SOURCE RECORDS
-.-.-

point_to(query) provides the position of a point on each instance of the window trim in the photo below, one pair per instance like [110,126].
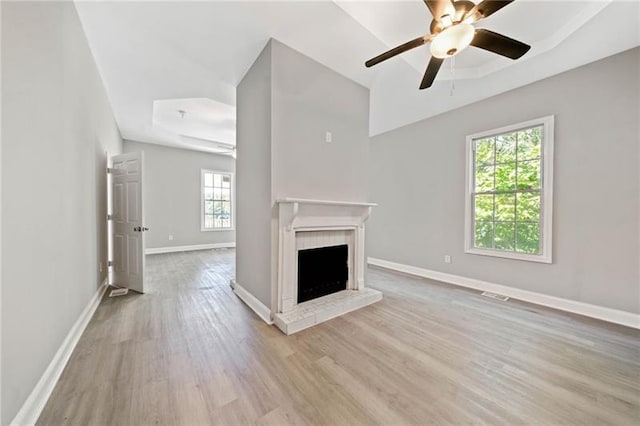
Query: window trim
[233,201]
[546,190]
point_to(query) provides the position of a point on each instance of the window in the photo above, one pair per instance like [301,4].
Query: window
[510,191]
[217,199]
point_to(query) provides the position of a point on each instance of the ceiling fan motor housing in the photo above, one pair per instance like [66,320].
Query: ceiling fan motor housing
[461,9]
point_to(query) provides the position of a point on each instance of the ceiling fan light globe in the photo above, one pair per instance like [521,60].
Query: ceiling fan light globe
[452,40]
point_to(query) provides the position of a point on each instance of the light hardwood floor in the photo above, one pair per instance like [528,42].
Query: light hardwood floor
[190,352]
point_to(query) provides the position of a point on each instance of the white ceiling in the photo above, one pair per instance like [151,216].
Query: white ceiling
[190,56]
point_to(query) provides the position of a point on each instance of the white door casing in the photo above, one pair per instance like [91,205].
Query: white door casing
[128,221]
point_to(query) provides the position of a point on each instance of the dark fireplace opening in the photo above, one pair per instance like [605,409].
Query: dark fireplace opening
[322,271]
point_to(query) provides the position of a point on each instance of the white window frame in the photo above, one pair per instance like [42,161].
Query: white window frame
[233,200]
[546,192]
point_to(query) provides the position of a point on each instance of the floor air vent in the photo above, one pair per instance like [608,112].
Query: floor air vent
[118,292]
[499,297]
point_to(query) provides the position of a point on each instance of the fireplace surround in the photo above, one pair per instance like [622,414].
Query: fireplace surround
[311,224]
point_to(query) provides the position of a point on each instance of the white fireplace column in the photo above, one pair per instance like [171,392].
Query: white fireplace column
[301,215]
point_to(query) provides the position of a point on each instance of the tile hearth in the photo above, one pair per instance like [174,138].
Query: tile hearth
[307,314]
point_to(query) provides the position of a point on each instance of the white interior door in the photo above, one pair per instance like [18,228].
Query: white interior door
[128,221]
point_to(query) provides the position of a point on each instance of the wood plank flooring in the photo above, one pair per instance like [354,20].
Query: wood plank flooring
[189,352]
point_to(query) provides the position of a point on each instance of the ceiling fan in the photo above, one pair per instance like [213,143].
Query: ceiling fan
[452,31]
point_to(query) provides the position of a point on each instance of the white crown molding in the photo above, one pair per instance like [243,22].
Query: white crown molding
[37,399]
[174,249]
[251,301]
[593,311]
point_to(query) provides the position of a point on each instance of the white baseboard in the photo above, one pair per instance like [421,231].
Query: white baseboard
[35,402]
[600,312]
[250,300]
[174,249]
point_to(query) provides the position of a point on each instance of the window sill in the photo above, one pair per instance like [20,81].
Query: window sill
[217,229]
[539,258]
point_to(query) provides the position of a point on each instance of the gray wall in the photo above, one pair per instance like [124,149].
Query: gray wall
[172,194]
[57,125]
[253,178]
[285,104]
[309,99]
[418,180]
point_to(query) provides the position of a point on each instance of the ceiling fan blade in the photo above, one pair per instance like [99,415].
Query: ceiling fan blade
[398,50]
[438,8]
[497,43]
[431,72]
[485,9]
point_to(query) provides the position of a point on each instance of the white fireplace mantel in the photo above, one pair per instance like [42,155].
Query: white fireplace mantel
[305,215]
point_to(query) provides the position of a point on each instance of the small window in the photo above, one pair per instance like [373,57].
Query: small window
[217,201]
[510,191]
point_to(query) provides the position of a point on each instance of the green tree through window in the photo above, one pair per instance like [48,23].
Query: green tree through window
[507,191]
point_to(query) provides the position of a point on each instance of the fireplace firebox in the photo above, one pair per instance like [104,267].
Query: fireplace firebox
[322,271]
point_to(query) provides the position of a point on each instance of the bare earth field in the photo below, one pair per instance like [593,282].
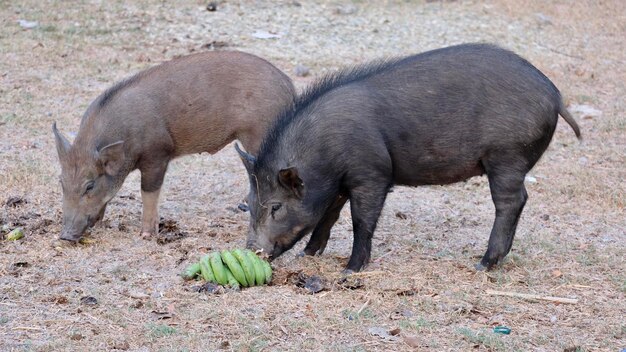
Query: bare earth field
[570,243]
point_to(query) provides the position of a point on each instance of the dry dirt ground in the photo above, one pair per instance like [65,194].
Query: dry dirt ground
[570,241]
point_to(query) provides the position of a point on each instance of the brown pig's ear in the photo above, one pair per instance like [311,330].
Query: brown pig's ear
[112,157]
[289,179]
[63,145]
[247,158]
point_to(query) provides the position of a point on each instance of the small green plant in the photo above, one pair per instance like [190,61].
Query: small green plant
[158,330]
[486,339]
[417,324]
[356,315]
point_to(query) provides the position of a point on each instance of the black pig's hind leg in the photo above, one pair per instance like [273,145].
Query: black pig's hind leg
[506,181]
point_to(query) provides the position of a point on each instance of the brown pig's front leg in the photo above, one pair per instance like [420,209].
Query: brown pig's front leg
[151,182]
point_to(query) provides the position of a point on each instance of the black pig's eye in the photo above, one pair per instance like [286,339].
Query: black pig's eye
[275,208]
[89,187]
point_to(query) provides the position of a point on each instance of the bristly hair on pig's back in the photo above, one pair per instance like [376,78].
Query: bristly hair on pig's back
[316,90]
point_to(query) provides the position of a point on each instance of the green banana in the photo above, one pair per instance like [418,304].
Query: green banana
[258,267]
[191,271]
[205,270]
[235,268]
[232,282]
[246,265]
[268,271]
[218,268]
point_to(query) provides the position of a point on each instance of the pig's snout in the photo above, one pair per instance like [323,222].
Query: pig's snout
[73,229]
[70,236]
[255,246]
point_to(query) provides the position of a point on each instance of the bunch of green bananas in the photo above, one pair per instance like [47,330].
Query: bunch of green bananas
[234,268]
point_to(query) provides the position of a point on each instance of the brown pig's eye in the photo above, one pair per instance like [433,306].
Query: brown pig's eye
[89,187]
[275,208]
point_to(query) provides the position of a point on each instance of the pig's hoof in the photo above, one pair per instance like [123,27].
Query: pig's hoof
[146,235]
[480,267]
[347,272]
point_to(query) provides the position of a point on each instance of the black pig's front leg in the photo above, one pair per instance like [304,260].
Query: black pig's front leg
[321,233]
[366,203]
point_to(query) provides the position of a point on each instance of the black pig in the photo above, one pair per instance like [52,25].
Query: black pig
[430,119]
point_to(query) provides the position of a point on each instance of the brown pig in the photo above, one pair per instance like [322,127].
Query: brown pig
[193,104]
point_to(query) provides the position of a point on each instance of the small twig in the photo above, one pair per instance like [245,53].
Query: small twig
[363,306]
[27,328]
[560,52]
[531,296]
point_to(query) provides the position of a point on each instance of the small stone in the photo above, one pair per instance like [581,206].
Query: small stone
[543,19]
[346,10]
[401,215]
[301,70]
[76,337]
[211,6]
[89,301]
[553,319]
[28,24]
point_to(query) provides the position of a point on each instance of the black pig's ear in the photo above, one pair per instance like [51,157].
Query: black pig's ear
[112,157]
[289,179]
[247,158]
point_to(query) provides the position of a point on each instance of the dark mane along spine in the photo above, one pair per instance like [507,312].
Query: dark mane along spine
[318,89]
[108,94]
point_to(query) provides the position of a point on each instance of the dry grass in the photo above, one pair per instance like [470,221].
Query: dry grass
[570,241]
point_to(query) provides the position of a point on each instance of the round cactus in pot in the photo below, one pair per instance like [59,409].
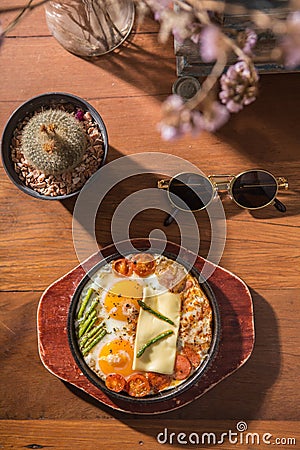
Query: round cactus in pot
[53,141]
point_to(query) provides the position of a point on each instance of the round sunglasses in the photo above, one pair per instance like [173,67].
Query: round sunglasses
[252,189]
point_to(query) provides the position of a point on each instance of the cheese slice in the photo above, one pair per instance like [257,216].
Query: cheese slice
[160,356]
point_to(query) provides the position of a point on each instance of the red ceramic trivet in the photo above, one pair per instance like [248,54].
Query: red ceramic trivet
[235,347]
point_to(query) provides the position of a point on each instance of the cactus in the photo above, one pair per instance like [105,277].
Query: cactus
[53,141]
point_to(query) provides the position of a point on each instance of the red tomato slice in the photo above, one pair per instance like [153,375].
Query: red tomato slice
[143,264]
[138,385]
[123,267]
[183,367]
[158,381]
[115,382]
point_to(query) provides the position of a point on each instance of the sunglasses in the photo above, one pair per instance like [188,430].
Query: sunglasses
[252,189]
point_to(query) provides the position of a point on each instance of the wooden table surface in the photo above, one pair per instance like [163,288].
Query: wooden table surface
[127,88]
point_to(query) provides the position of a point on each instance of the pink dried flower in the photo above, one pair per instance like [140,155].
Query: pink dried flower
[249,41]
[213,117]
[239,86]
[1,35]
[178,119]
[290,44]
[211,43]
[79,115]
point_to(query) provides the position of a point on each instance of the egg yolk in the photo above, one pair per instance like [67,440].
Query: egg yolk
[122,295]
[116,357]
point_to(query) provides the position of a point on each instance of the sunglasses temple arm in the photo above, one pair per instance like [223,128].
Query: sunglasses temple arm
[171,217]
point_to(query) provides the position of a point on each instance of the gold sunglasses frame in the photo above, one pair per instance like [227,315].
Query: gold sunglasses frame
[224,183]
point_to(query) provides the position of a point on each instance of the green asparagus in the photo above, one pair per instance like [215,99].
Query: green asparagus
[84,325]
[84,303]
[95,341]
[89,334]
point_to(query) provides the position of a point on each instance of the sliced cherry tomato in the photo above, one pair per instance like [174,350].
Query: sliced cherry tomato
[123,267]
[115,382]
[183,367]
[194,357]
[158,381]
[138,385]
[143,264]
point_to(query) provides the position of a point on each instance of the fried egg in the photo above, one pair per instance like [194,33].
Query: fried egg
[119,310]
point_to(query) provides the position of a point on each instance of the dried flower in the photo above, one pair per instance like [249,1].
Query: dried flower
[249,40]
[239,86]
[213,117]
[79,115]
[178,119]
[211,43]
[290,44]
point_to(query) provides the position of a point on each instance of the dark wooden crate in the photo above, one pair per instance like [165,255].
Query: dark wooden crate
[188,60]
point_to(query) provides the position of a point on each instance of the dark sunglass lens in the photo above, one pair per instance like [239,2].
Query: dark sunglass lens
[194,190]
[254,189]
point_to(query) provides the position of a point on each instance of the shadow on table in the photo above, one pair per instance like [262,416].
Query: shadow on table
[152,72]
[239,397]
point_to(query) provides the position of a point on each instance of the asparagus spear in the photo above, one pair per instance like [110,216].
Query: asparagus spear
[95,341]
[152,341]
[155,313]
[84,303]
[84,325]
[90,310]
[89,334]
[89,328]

-.-.-

STATED EXERCISE
Would you quote, exactly and only, the lines from the one containing "instance like [174,350]." to the end of the entries?

WRITTEN RESPONSE
point_to(query) provides the position of a point on each instance of the sliced cherry tomato in the photo above, one pair per instance like [174,350].
Query: sliced cherry tomato
[123,267]
[115,382]
[183,367]
[194,357]
[158,381]
[138,385]
[143,264]
point_to(query) provides the position of a point on each instance of the fried egg in the photo above, one pair per instance like [194,33].
Query: fried egg
[119,310]
point_to(query) provides the position of a point on each instance of the dried flower in the photo above, one pair per instance like [249,1].
Query: dried flower
[249,40]
[239,86]
[213,117]
[79,115]
[178,119]
[211,43]
[290,44]
point_to(query) provides the position of a point on each instance of the dark wooden crate in the photo above, one pair per instance like [165,255].
Query: dark wooden crate
[188,60]
point_to(query) provides the position of a point on each instance of the dark sunglass lens in the photo above, one pair per instance like [239,2].
Query: dark sunglass lens
[194,190]
[254,189]
point_to(query) provides the position of a point on each instance of the shadow on table in the photo above, one pair per instance like [262,416].
Query: shadow on table
[152,72]
[239,397]
point_to(query) provides the position of a point on each instance of the asparagus spear in the photo above, one pair per instance like [110,216].
Query: asparagus spear
[95,341]
[152,341]
[155,313]
[84,303]
[84,325]
[90,310]
[89,334]
[89,328]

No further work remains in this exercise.